### Task details
Reproduce every line of all the records below, requests included, adding 123 to each coordinate in the answer points. Leave the coordinates in the requests' format samples unchanged.

[Dataset excerpts on object pointing]
────────

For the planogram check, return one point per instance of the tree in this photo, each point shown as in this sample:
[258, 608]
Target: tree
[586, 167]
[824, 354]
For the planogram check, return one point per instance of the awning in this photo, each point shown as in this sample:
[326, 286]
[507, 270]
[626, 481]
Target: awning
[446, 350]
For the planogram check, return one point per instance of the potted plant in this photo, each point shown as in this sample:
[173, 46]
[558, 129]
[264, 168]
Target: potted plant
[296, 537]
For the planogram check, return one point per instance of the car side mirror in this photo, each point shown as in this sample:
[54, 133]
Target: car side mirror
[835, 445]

────────

### Finished answer
For the planogram check, return one point per instance of the tree in this photo, each point shown as in this sample:
[258, 608]
Target: tree
[709, 290]
[947, 477]
For the planogram check, return one point per instance of the awning in this photo, each point shown as in this sample:
[326, 286]
[507, 270]
[626, 481]
Target: awning
[569, 473]
For the planogram check, return one point per instance of the potted plant in this photo, each point shown as in this sample:
[173, 46]
[558, 129]
[264, 168]
Target: potted plant
[419, 660]
For the planogram check, return one point per instance of the car side mirror in this photo, each point shown as in this sample:
[54, 133]
Target: car side mirror
[958, 568]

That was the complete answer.